[Problem to solve]:
Pull out every line in the rows below that contains the word "water", matching case exactly, and copy each one in full.

** start **

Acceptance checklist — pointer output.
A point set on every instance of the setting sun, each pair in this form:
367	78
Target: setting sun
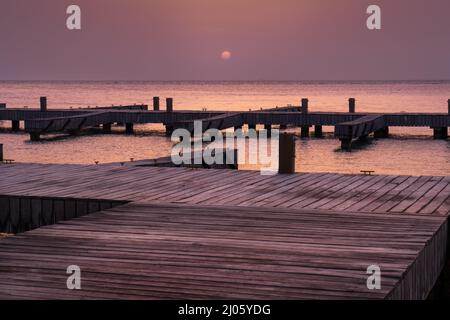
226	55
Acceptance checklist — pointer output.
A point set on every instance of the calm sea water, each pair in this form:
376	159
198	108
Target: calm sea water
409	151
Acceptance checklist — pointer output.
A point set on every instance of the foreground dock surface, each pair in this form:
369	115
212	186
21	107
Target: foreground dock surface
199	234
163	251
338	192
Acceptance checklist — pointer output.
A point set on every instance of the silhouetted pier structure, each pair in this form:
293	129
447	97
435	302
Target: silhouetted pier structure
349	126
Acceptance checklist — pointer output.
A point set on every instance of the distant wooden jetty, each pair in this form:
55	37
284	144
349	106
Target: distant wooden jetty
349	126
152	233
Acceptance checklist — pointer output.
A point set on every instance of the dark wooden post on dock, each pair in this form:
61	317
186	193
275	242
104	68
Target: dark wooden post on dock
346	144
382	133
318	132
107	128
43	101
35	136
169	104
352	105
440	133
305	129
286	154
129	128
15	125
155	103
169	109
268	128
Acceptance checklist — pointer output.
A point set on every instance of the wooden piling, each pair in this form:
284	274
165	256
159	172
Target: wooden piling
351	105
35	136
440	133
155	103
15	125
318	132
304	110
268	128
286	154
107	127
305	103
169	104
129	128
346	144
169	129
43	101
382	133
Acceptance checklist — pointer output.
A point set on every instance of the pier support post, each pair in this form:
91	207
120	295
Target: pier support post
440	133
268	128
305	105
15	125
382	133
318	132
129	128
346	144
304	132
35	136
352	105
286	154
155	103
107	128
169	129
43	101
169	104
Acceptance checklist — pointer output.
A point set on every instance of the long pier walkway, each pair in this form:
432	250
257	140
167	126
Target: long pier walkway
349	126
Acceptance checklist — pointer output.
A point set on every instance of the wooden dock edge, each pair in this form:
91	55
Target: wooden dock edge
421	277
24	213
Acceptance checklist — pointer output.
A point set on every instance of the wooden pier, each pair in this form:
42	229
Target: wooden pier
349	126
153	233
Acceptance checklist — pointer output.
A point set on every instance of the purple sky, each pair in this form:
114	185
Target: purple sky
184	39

** end **
** start **

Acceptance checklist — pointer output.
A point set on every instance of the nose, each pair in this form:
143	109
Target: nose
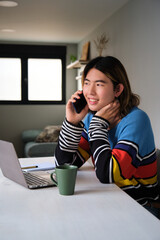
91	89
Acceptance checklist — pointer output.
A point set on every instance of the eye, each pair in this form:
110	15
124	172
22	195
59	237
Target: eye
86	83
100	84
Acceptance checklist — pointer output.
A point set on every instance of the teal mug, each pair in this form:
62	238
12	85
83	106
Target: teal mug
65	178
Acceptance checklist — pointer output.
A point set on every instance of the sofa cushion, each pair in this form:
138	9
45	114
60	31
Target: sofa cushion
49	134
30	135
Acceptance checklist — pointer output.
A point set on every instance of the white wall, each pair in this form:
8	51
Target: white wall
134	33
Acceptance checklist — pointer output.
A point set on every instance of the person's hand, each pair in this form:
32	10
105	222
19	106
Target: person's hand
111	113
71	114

** end **

[Output for this task]:
A point set on every instance of the calm sea water, each pair in this form:
Target: calm sea water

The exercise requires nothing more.